▶ SUPPLIED INFORMATION
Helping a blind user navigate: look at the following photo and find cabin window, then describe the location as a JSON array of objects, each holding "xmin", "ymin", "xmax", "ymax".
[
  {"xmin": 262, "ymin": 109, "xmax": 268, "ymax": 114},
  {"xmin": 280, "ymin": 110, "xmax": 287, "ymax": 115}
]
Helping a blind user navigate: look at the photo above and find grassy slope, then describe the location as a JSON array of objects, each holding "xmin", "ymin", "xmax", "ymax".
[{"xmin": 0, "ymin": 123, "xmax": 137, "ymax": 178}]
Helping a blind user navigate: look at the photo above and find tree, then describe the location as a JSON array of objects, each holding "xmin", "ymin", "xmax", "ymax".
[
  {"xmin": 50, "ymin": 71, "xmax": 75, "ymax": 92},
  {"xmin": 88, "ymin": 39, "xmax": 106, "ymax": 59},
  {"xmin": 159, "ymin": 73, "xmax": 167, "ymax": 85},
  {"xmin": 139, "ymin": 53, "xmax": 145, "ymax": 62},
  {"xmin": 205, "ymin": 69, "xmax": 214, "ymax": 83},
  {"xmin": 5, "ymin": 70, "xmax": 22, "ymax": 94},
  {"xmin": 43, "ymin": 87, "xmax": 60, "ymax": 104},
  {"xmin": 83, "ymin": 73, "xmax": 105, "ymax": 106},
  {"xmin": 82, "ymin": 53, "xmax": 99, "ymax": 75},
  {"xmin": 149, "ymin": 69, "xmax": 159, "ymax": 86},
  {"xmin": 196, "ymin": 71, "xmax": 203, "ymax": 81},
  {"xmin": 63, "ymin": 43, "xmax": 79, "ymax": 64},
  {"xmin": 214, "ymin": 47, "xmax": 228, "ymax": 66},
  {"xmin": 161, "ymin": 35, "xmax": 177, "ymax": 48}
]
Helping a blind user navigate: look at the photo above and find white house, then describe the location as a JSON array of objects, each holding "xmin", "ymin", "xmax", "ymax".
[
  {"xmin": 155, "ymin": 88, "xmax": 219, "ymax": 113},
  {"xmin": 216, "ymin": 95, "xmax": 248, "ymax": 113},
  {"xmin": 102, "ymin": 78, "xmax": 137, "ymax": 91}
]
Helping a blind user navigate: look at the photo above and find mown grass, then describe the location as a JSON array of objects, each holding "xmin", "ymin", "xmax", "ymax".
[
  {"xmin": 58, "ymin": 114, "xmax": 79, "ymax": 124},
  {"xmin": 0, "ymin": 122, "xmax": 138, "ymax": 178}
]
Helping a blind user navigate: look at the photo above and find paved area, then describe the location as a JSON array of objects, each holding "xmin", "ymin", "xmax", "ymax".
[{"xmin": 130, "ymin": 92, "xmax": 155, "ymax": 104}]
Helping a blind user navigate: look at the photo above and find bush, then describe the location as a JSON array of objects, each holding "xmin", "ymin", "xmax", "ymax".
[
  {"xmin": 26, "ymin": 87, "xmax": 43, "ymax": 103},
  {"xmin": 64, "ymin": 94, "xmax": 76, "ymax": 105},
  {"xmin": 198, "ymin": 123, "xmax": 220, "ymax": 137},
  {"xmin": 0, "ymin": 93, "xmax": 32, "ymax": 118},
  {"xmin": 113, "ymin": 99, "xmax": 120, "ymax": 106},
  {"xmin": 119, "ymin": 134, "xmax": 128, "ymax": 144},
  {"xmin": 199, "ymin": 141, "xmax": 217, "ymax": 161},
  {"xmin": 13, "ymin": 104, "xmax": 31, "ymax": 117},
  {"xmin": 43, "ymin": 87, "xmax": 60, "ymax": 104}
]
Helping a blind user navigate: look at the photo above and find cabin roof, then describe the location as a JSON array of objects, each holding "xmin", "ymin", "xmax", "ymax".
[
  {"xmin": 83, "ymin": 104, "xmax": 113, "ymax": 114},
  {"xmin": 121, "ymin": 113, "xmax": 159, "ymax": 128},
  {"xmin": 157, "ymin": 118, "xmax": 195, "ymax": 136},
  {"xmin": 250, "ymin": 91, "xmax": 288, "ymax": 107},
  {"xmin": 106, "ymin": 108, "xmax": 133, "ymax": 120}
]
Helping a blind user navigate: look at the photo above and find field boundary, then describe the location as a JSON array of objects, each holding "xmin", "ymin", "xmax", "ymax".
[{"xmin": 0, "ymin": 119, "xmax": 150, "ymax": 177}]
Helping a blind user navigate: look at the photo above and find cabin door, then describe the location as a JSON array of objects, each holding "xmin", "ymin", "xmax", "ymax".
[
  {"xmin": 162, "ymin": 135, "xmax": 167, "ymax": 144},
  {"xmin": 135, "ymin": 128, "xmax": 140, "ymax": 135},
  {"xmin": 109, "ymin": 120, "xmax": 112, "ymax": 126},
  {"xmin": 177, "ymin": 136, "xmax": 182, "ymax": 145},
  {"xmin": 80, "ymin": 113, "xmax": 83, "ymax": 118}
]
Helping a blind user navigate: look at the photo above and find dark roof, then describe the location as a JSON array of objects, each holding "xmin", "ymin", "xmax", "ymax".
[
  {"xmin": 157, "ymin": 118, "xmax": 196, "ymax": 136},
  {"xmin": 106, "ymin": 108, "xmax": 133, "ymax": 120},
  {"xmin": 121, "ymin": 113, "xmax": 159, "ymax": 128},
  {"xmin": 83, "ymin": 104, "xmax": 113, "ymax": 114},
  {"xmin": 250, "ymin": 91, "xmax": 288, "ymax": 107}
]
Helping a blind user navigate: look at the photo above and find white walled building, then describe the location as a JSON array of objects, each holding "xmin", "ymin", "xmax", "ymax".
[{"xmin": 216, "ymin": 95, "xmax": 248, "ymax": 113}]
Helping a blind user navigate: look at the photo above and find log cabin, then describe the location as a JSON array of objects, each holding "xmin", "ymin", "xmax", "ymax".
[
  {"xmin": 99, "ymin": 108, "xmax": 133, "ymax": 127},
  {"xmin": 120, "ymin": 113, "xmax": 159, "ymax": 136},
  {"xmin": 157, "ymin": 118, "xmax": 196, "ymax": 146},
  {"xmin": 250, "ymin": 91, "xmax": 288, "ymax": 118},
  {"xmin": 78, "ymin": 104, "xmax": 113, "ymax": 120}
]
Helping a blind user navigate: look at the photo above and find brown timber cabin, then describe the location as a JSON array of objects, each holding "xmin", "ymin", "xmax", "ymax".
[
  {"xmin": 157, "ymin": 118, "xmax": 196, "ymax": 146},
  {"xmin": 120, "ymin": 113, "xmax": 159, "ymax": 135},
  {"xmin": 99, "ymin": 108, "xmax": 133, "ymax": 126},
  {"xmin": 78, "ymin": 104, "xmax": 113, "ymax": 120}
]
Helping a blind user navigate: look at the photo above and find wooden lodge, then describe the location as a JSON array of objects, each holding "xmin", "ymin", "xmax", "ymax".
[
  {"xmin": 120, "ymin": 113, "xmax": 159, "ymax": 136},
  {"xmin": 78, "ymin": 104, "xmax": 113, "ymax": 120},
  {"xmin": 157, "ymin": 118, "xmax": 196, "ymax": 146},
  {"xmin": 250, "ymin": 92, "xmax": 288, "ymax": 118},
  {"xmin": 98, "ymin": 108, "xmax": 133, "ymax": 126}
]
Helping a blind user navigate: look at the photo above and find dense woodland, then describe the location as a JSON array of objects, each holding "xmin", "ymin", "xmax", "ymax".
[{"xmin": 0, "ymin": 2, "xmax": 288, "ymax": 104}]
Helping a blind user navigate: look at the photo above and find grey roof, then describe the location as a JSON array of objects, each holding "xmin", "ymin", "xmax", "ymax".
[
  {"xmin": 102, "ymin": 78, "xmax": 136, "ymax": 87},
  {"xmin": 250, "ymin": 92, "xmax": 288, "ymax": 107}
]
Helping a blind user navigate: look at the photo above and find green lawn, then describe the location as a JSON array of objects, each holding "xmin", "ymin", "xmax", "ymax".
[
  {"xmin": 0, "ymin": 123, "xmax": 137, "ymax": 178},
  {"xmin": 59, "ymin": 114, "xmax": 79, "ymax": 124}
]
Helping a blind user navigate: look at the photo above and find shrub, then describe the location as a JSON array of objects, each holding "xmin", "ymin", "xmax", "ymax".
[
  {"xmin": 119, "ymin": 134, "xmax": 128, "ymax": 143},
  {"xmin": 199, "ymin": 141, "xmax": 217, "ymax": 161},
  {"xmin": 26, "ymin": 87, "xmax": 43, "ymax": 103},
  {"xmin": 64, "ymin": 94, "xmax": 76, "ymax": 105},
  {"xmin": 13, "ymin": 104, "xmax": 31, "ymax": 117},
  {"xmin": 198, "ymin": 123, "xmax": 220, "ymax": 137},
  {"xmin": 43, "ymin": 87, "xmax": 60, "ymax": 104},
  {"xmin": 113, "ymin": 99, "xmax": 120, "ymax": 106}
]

▶ PROBLEM TO WORK ON
Your answer must be the lines from the one that contains "find shrub, then" through the last line of the entries above, copied exactly, with no other lines.

▶ EXERCISE RESULT
Helping a blind user navigate: look at the photo above and find shrub, then describe the location as a JSON array of objects, each holding "xmin", "ymin", "xmax", "ymax".
[
  {"xmin": 119, "ymin": 134, "xmax": 128, "ymax": 143},
  {"xmin": 199, "ymin": 141, "xmax": 217, "ymax": 161},
  {"xmin": 26, "ymin": 87, "xmax": 43, "ymax": 103},
  {"xmin": 64, "ymin": 94, "xmax": 76, "ymax": 105},
  {"xmin": 13, "ymin": 104, "xmax": 31, "ymax": 117},
  {"xmin": 198, "ymin": 123, "xmax": 220, "ymax": 137},
  {"xmin": 43, "ymin": 87, "xmax": 60, "ymax": 104},
  {"xmin": 113, "ymin": 99, "xmax": 120, "ymax": 106}
]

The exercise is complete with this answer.